> _STUDY TEXT_
+---+

HIGH SCORES “Assassin’s Creed: Valhalla” Score Brings Two Video Game Music Giants Together By Casey Jarman · January 12, 2021

Few video game franchises have been as ambitious as Assassin’s Creed. Across almost two dozen games in 13 years, it’s taken players around the world—and across the centuries. And, because an epic game demands an epic soundtrack, the music is always big. Veteran Danish composer Jesper Kyd, an industry icon who has also helmed music for much of the Hitman and Borderlands franchises, pioneered the expansive Assassin’s Creed sound across the series’s first four entries. American Sarah Schachner, who has worked on four and helmed three Assassin’s Creed titles (including an ambitious, globe-trotting score for the 2017 fan favorite, Origins), is also known for blockbusters like Anthem and Call of Duty: Modern Warfare. Both are known for bringing emotional depth and extraordinary production value to some of the biggest-ticket releases in the video games industry.

+---+

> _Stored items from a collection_
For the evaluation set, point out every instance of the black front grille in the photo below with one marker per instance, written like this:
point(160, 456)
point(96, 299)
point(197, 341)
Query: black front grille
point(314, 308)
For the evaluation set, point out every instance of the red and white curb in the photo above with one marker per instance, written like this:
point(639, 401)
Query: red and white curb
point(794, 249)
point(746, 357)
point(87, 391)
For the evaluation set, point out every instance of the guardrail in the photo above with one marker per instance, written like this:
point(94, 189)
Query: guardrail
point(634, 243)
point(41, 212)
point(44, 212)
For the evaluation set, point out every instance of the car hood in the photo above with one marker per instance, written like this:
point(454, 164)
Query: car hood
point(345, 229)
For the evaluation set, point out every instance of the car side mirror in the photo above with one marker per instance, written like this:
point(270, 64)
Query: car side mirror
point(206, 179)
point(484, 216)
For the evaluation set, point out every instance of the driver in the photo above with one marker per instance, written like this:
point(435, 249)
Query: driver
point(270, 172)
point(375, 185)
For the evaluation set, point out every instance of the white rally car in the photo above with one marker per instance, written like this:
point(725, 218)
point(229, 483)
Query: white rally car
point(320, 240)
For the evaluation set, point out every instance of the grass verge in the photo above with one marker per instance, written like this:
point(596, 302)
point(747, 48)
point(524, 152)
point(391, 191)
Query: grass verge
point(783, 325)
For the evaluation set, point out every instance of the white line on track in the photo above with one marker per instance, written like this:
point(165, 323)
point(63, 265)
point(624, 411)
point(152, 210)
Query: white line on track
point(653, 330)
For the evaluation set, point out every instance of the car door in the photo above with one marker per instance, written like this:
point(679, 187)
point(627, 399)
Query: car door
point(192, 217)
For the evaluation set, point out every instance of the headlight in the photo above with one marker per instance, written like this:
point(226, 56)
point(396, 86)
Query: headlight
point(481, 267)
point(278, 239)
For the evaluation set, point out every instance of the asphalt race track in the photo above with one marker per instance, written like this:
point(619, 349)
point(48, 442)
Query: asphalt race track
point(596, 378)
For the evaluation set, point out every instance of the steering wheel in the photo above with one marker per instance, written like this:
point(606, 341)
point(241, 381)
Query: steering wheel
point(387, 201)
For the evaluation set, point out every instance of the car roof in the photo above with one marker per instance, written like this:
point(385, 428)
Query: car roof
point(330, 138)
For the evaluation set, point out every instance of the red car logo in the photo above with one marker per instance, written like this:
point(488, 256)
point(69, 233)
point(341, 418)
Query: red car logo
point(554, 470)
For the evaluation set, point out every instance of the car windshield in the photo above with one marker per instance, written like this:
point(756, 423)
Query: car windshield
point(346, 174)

+---+

> _ASSIGNMENT 1_
Answer these from the article on the Assassin's Creed: Valhalla score:
(a) How many years has the franchise run, according to the article?
(b) Across how many of the series's first entries did Jesper Kyd shape its sound?
(c) Which 2017 title got a globe-trotting score from Sarah Schachner?
> _ASSIGNMENT 2_
Carry the article on the Assassin's Creed: Valhalla score further from its last sentence.
The listing comes from a different source than the article.

> _EXERCISE ANSWER 1_
(a) 13 years
(b) The first four
(c) Origins

> _EXERCISE ANSWER 2_
It tells you something about Ubisoft’s ambitions for the recently released Assassin’s Creed: Valhalla that it brought two composers synonymous with the series together to collaborate on the game’s music. Set primarily in Viking-era Norway and England, Valhalla is a technically and narratively complex game that attempts to tie many of the series’s story arcs together in a massive environment. Its music, which Kyd and Schachner created alongside collaborator Einar Selvik (also of the traditionally rooted, Nordic folk act Wardruna), reflects Valhalla’s grandiosity. From Schachner’s ethereal and soaring “Frozen Lands” to Kyd’s haunting reinvention of the series’s marquee song “Ezio’s Family,” the score—which is deployed in-game with admirable restraint that makes it all the more effective when it hits—is a blockbuster. It was also an incredible workload. Kyd notes that Valhalla, which was a global collaboration between 16 of Ubisoft’s studios, features around eight hours of music in total.

We spoke with Kyd and Schachner via email about working on an iconic series, collaborating during a pandemic, and growing up with a viking ship in the backyard.

It seems like the Assassin’s Creed series would be a dream in that each entry is so different, that the series’s larger conceit (The Animus, a sort of meta VR layer on top of the games) provides a pretty good excuse to not feel 100% tied to traditional music. How did you find the sound of this game?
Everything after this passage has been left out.